■ What you have to do: When you repeat the records, keep every word exact and drop each picture.

■ Record set:
┏━━

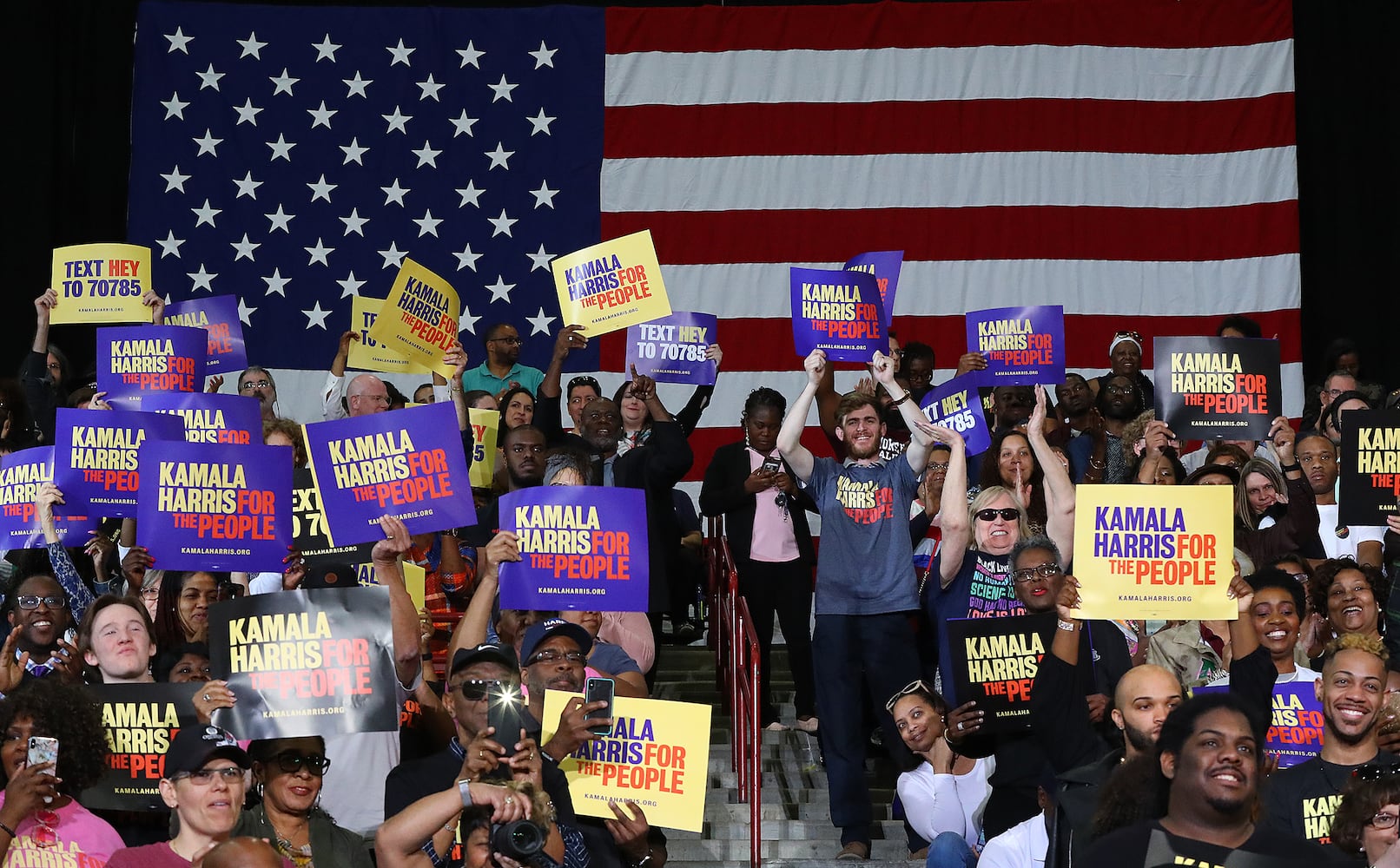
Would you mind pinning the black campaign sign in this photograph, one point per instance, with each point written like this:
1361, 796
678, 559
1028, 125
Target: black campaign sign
994, 664
139, 723
1217, 386
306, 662
1370, 466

┗━━

■ Exercise answer:
Would you mind pinning the black campaign sign in this photograph, one point per instance, with each point written like this:
1361, 796
678, 559
1028, 125
Target: black campaign sign
994, 664
139, 723
1217, 386
306, 662
1370, 466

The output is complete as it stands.